INSTRUCTIONS FOR THE TASK: Pictures should be omitted; restate word for word the lines from the one holding "x and y separated" through the last line of the entries below.
_ _ _ _
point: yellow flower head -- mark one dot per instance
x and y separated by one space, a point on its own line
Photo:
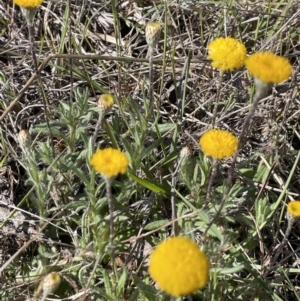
269 67
28 3
105 103
109 162
293 209
179 267
218 144
152 32
227 54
_ _ _ _
EXPECTED ANSWER:
x and y separated by one space, a point on its own line
Photo:
269 67
28 3
105 103
109 162
293 209
179 267
218 144
152 32
227 54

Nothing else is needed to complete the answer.